The exercise |
Pull out every line in the records below that contains the word "woman". Case counts.

■ ■ ■ ■ ■

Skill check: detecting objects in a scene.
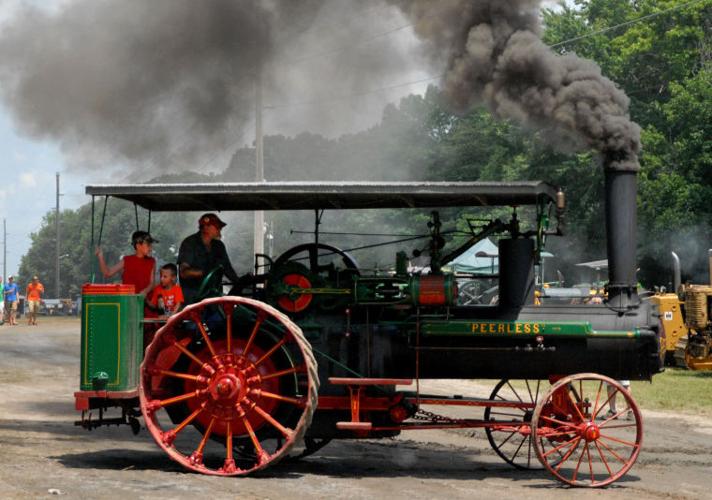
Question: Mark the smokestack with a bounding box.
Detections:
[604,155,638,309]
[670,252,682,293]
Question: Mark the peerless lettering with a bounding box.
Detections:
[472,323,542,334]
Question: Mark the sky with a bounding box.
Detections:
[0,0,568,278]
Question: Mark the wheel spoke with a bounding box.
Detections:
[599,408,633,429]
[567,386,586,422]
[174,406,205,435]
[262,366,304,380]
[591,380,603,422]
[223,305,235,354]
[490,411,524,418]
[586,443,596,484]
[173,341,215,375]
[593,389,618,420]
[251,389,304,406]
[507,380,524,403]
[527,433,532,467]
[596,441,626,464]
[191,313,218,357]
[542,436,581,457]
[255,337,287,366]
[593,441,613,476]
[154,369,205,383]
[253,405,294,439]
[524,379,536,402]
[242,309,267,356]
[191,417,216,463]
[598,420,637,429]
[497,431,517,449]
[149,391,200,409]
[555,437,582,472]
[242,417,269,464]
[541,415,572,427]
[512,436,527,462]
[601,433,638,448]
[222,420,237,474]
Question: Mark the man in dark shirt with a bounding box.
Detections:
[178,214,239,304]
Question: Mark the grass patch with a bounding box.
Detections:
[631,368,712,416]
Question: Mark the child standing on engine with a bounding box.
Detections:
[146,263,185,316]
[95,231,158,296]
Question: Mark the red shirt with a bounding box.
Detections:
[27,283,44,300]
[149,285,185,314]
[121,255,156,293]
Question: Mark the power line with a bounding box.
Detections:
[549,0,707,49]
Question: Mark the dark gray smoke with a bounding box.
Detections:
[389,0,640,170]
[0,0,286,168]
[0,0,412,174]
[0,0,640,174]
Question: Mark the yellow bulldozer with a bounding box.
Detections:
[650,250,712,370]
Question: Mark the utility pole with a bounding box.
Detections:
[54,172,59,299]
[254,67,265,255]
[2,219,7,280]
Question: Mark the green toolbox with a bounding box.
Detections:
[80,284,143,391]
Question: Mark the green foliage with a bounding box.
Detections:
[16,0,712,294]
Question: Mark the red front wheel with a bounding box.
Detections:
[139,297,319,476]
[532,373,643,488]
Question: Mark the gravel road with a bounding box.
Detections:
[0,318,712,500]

■ ■ ■ ■ ■

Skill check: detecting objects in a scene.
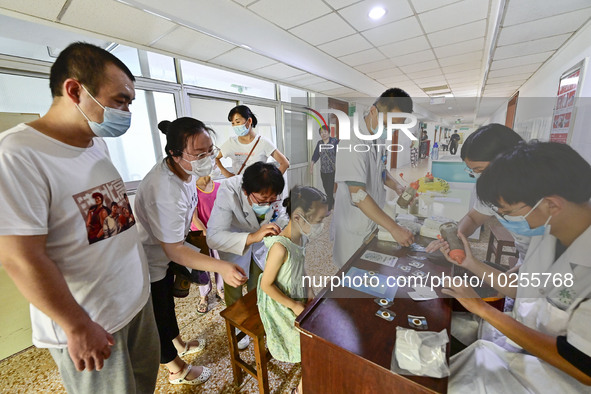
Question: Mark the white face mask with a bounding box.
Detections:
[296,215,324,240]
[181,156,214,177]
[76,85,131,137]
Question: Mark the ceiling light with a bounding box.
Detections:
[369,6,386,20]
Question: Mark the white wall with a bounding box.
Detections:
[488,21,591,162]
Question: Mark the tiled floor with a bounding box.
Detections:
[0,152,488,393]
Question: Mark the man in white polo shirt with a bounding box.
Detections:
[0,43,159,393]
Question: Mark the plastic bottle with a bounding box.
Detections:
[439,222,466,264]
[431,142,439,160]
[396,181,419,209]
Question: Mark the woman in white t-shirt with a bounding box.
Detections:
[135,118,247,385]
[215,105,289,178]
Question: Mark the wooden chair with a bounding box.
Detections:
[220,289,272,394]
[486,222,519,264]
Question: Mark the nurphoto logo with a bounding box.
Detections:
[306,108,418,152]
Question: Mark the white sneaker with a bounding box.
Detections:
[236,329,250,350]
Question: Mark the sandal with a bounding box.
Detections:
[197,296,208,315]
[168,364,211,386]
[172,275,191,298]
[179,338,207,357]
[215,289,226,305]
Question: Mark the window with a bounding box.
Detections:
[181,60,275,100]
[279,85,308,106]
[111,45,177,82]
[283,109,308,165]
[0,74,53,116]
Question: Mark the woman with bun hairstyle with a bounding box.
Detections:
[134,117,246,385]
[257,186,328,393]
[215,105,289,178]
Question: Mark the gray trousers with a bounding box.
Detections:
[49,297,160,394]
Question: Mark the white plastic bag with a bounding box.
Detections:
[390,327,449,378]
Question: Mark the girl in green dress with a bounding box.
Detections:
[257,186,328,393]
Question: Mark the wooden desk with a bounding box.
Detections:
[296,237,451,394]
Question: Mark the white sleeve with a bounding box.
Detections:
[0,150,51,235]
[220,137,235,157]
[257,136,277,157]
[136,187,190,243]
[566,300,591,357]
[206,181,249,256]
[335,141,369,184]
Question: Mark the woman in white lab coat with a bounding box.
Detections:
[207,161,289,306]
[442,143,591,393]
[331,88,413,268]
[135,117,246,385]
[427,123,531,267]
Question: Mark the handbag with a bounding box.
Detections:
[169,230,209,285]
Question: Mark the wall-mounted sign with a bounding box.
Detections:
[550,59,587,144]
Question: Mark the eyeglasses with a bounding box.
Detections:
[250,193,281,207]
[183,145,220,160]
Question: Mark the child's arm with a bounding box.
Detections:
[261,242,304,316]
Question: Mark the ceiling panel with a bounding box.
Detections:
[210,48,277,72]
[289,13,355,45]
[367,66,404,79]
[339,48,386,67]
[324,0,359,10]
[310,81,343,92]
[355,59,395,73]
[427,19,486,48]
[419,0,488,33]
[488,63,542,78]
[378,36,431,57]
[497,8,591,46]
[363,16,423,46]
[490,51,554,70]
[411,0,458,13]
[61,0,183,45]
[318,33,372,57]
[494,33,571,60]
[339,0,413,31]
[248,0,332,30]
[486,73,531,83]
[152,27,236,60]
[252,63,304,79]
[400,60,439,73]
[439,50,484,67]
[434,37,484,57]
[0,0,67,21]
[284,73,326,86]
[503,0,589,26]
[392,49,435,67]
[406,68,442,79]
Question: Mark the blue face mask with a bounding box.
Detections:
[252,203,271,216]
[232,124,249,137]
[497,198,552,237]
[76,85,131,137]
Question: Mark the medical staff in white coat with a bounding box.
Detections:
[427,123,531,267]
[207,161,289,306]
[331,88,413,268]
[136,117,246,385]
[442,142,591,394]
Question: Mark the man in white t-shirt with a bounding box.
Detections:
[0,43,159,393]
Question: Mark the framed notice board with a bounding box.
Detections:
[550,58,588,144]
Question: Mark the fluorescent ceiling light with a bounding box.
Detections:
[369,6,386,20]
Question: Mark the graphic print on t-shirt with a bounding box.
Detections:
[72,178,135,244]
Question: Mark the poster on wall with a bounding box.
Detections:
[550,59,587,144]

■ ■ ■ ■ ■

Exercise result |
Question: Mark the woman in white t-shirt with a bounding box.
Question: Mark the woman with bun hairstyle with a bounding box.
Question: Mark the woman in white lab coat with a bounding box.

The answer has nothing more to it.